**PAGE EXCERPT**.
————
# What takes CR2025 batteries?



## 6thtexas (Mar 9, 2012)

I have 15 Sony CR2025 batteries that were shipped to me by mistake. What are they used for? I don't have anything around here that takes them.


----------



## AnAppleSnail (Mar 9, 2012)

6thtexas said:


> I have 15 Sony CR2025 batteries that were shipped to me by mistake. What are they used for? I don't have anything around here that takes them.


Tiny LED lights. Try making one of those lamplighter things? Cut off one leg of a 5mm LED, solder on a 5 k-ohm resistor in its place, and tape this to a 2025 cell and goop it in with epoxy.


----------



## ChrisGarrett (Mar 9, 2012)

6thtexas said:


> I have 15 Sony CR2025 batteries that were shipped to me by mistake. What are they used for? I don't have anything around here that takes them.
————
**ENTRIES**.
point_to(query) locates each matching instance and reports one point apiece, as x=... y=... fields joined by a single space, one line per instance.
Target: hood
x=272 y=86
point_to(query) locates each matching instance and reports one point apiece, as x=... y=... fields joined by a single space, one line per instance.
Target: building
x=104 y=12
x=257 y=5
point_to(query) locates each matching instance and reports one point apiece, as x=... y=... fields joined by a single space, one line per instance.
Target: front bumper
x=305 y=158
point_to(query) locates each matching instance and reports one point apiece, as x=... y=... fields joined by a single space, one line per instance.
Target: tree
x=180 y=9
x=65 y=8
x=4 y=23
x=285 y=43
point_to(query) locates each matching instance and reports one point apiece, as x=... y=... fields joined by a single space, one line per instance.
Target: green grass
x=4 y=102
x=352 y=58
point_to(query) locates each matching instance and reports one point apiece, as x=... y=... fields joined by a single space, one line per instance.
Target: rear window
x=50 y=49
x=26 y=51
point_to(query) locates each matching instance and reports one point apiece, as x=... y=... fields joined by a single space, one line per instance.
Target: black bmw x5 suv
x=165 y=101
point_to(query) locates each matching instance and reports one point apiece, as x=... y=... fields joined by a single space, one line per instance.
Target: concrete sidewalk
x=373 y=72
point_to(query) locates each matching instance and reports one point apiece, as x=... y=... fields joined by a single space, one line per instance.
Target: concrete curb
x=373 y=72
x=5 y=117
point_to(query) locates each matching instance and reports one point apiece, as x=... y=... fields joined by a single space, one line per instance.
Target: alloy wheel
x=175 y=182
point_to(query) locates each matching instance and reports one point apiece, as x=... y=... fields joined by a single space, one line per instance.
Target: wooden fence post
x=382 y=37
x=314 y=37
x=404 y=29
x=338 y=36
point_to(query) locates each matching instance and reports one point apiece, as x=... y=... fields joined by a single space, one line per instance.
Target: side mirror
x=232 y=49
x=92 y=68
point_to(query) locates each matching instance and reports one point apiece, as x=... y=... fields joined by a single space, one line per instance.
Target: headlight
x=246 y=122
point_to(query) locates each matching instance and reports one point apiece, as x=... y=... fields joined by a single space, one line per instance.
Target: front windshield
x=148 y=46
————
In the CR2025 battery thread, what value of resistor does the reply suggest soldering on in place of the LED's cut-off leg?

A 5 k-ohm resistor.